=== TASK INSTRUCTIONS ===
Could you write out the data below again, substituting "nonzero" for every "even-odd" and leaving everything else unchanged?

Labeled outline entries
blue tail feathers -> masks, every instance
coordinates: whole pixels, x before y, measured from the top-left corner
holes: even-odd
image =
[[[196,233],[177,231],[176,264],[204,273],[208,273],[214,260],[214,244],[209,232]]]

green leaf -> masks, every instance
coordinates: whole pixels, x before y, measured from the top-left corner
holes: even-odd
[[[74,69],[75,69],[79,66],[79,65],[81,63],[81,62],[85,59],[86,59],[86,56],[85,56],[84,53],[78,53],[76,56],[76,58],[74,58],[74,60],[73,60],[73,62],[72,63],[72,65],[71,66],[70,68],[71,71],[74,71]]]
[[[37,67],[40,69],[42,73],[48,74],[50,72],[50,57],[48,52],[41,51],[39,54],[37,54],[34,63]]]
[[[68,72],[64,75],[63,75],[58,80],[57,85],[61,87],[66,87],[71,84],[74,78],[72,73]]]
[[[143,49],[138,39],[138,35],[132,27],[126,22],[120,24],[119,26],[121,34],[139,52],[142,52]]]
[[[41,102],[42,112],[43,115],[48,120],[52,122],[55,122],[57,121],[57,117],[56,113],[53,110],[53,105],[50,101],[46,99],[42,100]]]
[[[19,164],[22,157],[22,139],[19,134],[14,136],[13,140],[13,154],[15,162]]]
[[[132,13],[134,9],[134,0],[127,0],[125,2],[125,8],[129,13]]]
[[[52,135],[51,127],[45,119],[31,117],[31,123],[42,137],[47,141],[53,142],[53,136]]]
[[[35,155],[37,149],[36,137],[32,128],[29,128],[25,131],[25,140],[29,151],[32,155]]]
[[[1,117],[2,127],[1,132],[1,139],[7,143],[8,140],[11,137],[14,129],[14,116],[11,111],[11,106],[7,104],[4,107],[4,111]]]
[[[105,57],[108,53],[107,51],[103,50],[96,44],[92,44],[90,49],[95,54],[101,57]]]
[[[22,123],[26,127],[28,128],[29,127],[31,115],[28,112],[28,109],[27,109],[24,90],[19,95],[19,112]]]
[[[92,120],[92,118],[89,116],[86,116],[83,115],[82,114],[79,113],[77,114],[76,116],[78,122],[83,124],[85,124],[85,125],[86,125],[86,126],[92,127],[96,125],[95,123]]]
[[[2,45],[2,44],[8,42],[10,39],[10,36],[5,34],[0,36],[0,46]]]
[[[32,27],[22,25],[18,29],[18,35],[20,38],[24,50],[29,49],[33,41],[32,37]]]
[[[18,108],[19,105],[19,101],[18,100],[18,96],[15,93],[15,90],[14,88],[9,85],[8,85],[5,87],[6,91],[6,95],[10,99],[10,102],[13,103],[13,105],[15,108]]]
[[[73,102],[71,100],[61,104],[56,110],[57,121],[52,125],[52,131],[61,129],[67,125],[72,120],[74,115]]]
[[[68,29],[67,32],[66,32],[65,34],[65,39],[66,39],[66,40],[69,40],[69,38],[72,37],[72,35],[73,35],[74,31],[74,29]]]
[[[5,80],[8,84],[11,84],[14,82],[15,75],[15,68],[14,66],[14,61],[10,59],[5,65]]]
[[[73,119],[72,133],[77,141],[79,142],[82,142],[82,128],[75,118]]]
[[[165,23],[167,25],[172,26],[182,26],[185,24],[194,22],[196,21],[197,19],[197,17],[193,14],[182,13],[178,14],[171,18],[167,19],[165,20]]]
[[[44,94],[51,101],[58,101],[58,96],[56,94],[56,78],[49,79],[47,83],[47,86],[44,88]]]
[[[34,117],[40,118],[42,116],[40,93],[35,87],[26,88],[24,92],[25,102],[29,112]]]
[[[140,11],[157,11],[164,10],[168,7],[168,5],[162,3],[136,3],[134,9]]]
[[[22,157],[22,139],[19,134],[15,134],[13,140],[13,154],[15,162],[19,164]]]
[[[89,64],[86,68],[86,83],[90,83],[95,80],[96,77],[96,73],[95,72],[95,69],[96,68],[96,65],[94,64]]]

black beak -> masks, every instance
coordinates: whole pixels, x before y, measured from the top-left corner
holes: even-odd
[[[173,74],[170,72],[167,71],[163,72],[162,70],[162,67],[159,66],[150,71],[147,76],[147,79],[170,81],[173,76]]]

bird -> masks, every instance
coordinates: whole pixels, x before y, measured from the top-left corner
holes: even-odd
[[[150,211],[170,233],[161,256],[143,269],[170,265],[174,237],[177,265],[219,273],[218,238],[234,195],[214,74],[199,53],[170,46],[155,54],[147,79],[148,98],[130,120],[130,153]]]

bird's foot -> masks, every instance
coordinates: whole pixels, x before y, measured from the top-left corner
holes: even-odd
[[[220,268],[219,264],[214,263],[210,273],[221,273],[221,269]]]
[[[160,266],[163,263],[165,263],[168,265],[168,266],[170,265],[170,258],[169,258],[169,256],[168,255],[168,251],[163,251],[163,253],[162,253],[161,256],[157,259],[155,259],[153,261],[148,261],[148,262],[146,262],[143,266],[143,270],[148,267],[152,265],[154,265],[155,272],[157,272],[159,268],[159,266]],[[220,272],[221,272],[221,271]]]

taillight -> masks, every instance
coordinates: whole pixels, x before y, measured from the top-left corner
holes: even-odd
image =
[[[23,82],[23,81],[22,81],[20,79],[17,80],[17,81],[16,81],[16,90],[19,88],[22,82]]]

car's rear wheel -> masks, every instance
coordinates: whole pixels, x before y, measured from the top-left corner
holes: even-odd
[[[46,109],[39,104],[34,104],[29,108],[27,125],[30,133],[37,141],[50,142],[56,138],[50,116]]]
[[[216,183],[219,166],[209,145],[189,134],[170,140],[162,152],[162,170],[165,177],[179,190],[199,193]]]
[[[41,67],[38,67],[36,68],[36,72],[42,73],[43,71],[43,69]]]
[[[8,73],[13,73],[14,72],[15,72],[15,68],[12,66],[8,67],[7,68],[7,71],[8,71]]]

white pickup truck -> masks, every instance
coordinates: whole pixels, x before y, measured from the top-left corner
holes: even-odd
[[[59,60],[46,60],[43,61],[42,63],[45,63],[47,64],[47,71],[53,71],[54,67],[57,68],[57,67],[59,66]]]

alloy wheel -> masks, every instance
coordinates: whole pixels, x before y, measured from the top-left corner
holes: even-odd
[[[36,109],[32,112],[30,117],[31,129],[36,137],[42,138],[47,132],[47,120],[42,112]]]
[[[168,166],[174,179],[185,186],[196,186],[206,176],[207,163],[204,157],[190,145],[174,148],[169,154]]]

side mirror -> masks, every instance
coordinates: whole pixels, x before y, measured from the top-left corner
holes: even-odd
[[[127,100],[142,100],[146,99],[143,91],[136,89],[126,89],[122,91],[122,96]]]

=== THE SOLUTION ===
blue tail feathers -> masks, every instance
coordinates: whole pixels, x before y, measured from the top-left corner
holes: nonzero
image =
[[[196,233],[177,231],[176,264],[204,273],[208,273],[214,260],[214,244],[209,232]]]

green leaf -> masks, every instance
coordinates: whole pixels, x before y, measured from the top-left corner
holes: nonzero
[[[74,69],[75,69],[79,66],[79,65],[81,63],[81,62],[85,59],[86,59],[86,56],[85,56],[84,53],[78,53],[76,56],[76,58],[74,58],[74,60],[73,60],[73,62],[72,63],[72,65],[71,66],[70,68],[71,71],[74,71]]]
[[[37,67],[40,69],[42,73],[48,74],[50,72],[50,57],[48,52],[41,51],[39,54],[37,54],[34,63]]]
[[[68,72],[64,75],[63,75],[58,80],[57,85],[61,87],[66,87],[71,84],[74,78],[72,73]]]
[[[143,49],[138,39],[138,35],[132,27],[126,22],[120,24],[119,26],[121,34],[139,52],[142,52]]]
[[[41,102],[42,112],[43,115],[48,120],[52,122],[55,122],[57,121],[57,117],[56,113],[53,110],[53,105],[50,101],[46,99],[42,100]]]
[[[19,164],[22,157],[22,139],[19,134],[14,136],[13,140],[13,154],[15,162]]]
[[[132,13],[134,9],[134,0],[127,0],[125,2],[125,8],[129,13]]]
[[[52,135],[51,127],[45,119],[31,117],[31,123],[42,137],[47,141],[53,142],[53,136]]]
[[[35,155],[37,149],[36,137],[32,128],[29,128],[25,131],[25,140],[29,151],[32,155]]]
[[[1,117],[2,127],[1,132],[1,139],[7,143],[8,140],[11,137],[14,129],[14,116],[11,111],[11,106],[7,104],[4,107],[4,111]]]
[[[105,57],[108,53],[107,51],[103,50],[96,44],[92,44],[90,49],[95,54],[101,57]]]
[[[22,123],[26,127],[28,128],[29,127],[31,115],[28,112],[28,109],[27,109],[24,90],[19,95],[19,112]]]
[[[92,120],[92,118],[89,116],[86,116],[83,115],[82,114],[79,113],[77,114],[76,116],[78,122],[83,124],[85,124],[85,125],[86,125],[86,126],[92,127],[96,125],[95,123]]]
[[[2,45],[2,44],[8,42],[10,39],[10,36],[5,34],[0,36],[0,46]]]
[[[32,27],[22,25],[18,29],[18,35],[20,38],[24,50],[29,49],[33,41],[32,37]]]
[[[18,108],[19,105],[19,101],[18,100],[18,96],[15,93],[15,90],[14,88],[9,85],[8,85],[5,87],[6,91],[6,95],[10,99],[10,102],[13,103],[13,105],[15,108]]]
[[[73,102],[71,100],[61,104],[56,110],[57,121],[52,125],[52,131],[61,129],[67,125],[72,120],[74,115]]]
[[[68,29],[67,32],[66,32],[65,34],[65,39],[66,39],[66,40],[69,40],[69,38],[72,37],[72,35],[73,35],[74,31],[74,29]]]
[[[5,80],[8,84],[11,84],[14,82],[15,75],[15,68],[14,66],[14,61],[10,59],[5,65]]]
[[[73,119],[72,133],[77,141],[79,142],[82,142],[82,128],[75,118]]]
[[[165,23],[167,25],[172,26],[182,26],[185,24],[194,22],[196,21],[197,19],[197,17],[193,14],[182,13],[178,14],[171,18],[167,19],[165,20]]]
[[[44,94],[51,101],[58,101],[58,96],[56,94],[56,78],[49,79],[47,83],[47,86],[44,88]]]
[[[34,117],[40,118],[42,116],[40,93],[35,87],[26,88],[24,92],[25,102],[29,112]]]
[[[140,11],[157,11],[164,10],[168,7],[168,5],[162,3],[136,3],[134,9]]]
[[[22,157],[22,139],[19,134],[15,134],[13,140],[13,154],[15,162],[19,164]]]
[[[89,64],[86,68],[86,83],[90,83],[95,80],[96,77],[96,73],[95,72],[95,69],[96,68],[96,65],[94,64]]]

black beak -> masks, every instance
coordinates: whole pixels, x before y, measured from the top-left corner
holes: nonzero
[[[173,74],[170,72],[167,71],[163,72],[162,70],[162,67],[159,66],[150,71],[147,76],[147,79],[170,81],[173,76]]]

bird -> masks, every instance
coordinates: whole pixels, x before y, measured from the top-left corner
holes: nonzero
[[[150,211],[170,233],[161,256],[143,269],[170,265],[174,237],[177,265],[219,273],[218,238],[234,195],[214,74],[199,53],[170,46],[155,54],[147,79],[148,98],[130,120],[130,153]]]

bird's foot -> masks, every instance
coordinates: whole pixels, x before y, measured from the top-left corner
holes: nonzero
[[[220,268],[219,264],[214,263],[210,273],[221,273],[221,269]]]
[[[160,266],[163,263],[165,263],[168,265],[168,266],[170,265],[170,258],[169,258],[169,256],[168,255],[168,251],[163,251],[163,253],[162,253],[161,256],[157,259],[155,259],[153,261],[148,261],[148,262],[146,262],[143,266],[143,270],[148,267],[152,265],[154,265],[155,272],[157,272],[159,268],[159,266]],[[220,272],[221,272],[221,271]]]

taillight -> masks, every instance
coordinates: whole pixels, x before y, measured from the top-left corner
holes: nonzero
image =
[[[23,82],[23,81],[22,81],[20,79],[17,80],[17,81],[16,81],[16,90],[19,88],[22,82]]]

car's rear wheel -> masks, every instance
coordinates: whole pixels, x before y, measured from the top-left corner
holes: nonzero
[[[46,109],[39,104],[34,104],[29,108],[27,125],[30,133],[37,141],[50,142],[56,138],[50,116]]]
[[[216,183],[219,166],[209,145],[189,134],[170,140],[162,152],[162,170],[165,177],[179,190],[199,193]]]
[[[41,67],[38,67],[36,68],[36,72],[42,73],[43,71],[43,69]]]
[[[8,73],[13,73],[14,72],[15,72],[15,68],[12,66],[8,67],[7,68],[7,71],[8,71]]]

white pickup truck -> masks, every instance
coordinates: whole pixels, x before y, measured from the top-left corner
holes: nonzero
[[[59,60],[46,60],[43,61],[42,63],[45,63],[47,64],[47,71],[53,71],[54,67],[57,68],[57,67],[59,66]]]

alloy wheel -> masks, every instance
coordinates: whole pixels, x before y, measured from the top-left corner
holes: nonzero
[[[36,109],[32,112],[30,117],[31,129],[36,137],[42,138],[47,132],[47,120],[42,112]]]
[[[168,166],[174,179],[185,186],[196,186],[206,176],[207,163],[204,157],[190,145],[174,148],[169,154]]]

side mirror -> masks, every instance
coordinates: whole pixels, x before y, measured from the top-left corner
holes: nonzero
[[[127,100],[142,100],[146,99],[143,91],[136,89],[126,89],[122,91],[122,96]]]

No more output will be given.